Exercise instructions
Reproduce all records exactly.
Available data START
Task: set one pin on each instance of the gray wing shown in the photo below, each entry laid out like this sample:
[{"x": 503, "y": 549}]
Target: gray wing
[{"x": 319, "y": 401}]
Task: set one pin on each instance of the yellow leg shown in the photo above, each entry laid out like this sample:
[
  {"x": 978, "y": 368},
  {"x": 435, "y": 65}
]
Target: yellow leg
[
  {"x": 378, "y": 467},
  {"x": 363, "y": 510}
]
Available data END
Task answer
Task: set one pin on each instance of the gray wing shown in the photo below, each entry laid out like this sample:
[{"x": 503, "y": 549}]
Target: gray wing
[{"x": 319, "y": 401}]
Task: set one pin on each instance of the yellow leg shown in the photo above, each entry laid out like this sample:
[
  {"x": 978, "y": 368},
  {"x": 435, "y": 65}
]
Target: yellow leg
[
  {"x": 378, "y": 467},
  {"x": 363, "y": 510}
]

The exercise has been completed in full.